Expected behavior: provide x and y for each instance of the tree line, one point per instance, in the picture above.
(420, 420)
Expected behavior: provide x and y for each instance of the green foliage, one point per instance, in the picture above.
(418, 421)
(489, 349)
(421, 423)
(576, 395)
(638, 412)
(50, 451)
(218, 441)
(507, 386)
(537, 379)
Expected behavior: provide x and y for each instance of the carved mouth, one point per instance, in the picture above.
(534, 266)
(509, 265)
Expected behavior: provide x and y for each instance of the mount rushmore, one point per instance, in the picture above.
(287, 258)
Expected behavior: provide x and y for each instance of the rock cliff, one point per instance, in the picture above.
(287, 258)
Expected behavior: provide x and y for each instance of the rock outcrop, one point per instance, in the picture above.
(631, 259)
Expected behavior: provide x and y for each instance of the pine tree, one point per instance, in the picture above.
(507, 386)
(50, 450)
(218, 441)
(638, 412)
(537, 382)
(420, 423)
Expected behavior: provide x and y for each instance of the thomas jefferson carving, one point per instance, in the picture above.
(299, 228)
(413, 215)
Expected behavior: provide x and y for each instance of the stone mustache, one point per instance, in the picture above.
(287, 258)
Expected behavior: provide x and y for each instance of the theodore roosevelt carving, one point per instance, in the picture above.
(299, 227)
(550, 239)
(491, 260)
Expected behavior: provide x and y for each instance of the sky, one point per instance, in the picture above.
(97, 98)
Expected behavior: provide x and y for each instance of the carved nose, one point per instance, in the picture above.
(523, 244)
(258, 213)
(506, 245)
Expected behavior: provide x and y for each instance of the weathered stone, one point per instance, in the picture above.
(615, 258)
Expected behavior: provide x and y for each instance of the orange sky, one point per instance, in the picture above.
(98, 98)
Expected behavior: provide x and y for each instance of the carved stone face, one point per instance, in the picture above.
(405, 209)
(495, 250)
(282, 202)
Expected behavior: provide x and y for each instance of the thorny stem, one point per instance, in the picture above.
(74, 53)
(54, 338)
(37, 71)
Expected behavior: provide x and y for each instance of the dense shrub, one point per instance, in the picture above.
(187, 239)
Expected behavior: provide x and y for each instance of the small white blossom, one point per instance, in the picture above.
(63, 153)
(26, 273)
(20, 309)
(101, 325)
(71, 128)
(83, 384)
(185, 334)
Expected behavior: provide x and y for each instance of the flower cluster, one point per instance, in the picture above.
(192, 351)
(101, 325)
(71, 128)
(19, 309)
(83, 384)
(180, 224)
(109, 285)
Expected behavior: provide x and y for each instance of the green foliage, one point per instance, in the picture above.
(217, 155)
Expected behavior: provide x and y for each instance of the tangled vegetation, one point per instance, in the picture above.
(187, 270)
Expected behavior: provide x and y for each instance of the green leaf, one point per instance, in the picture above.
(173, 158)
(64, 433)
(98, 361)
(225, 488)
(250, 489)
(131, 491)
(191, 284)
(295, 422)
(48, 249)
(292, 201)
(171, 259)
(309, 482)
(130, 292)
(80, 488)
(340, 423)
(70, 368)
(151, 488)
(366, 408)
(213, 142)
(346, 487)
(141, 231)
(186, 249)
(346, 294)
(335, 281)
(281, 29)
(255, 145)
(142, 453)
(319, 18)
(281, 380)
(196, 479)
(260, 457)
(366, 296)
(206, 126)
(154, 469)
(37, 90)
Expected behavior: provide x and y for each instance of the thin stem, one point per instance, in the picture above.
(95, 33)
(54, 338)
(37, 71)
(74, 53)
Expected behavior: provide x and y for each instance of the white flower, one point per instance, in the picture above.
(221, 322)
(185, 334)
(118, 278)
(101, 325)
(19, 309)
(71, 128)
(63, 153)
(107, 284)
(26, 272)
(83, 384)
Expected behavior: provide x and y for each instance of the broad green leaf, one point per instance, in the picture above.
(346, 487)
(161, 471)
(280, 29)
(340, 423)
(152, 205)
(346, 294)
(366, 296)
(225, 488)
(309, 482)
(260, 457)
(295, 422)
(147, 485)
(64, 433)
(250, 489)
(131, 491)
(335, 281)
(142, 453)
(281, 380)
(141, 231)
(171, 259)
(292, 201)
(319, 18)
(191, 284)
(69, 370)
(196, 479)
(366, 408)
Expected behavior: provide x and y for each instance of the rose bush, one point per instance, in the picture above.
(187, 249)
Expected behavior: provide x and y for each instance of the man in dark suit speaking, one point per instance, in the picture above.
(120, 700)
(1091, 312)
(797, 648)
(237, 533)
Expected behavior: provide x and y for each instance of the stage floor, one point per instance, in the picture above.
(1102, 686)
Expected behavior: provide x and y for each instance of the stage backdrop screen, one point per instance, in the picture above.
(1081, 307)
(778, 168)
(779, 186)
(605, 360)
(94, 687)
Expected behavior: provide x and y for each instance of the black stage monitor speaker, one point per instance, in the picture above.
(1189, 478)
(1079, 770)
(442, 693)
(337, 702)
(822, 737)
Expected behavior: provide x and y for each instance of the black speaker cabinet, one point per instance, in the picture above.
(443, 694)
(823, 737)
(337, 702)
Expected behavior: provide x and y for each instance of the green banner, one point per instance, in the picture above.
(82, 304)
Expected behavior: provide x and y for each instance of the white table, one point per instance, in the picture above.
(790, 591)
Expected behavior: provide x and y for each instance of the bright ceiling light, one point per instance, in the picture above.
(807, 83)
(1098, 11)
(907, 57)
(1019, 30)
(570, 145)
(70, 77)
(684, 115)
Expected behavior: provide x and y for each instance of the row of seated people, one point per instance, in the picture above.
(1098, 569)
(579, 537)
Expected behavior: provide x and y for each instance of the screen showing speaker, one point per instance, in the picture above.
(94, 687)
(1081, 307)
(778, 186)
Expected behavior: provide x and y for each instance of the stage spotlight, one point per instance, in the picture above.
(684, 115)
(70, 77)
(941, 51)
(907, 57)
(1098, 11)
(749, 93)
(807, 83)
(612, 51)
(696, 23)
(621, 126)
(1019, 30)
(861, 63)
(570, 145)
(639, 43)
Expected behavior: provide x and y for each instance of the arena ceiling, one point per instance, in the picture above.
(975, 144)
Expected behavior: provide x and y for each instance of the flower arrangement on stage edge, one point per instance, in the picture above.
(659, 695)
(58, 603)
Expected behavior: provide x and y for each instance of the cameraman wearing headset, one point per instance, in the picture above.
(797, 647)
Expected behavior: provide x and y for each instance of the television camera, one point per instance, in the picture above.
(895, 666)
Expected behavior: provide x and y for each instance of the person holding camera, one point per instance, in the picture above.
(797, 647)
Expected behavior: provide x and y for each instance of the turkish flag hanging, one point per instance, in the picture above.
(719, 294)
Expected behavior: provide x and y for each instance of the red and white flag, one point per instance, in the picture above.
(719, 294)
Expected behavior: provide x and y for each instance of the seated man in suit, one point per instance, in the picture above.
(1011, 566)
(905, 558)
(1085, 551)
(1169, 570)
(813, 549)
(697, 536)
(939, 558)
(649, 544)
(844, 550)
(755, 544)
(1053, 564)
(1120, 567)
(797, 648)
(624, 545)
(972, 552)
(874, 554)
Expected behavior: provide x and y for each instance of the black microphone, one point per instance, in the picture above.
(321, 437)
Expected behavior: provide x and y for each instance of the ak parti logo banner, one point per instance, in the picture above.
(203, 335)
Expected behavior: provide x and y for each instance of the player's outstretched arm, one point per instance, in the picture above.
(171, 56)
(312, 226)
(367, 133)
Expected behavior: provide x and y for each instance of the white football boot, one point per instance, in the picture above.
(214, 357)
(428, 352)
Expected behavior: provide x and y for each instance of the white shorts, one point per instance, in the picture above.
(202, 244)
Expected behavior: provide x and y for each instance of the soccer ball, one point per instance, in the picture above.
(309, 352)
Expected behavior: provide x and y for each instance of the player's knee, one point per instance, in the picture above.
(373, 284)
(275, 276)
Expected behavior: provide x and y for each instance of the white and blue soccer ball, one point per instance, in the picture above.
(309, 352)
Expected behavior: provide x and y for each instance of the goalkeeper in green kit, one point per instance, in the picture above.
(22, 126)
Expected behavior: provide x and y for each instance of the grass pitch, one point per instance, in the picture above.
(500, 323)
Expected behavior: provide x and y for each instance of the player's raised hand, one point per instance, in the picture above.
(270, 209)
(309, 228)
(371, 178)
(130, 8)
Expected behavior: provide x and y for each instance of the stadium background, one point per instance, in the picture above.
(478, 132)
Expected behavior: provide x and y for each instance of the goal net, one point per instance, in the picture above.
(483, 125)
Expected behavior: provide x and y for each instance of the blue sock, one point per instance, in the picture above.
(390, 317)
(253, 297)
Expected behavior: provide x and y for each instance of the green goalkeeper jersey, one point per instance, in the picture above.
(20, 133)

┄┄┄┄┄┄┄┄┄┄

> ABOUT THIS EXERCISE
Reproduce nothing but the lines from the line containing "of the blue" to the last line of the data, each exactly as written.

> ANSWER
Expected behavior: provide x and y for each instance of the blue sock, one point per instance, in the picture above.
(390, 317)
(253, 297)
Expected behavior: provide x and y for each instance of the green goalkeeper jersey, one point per instance, in the picture above.
(20, 133)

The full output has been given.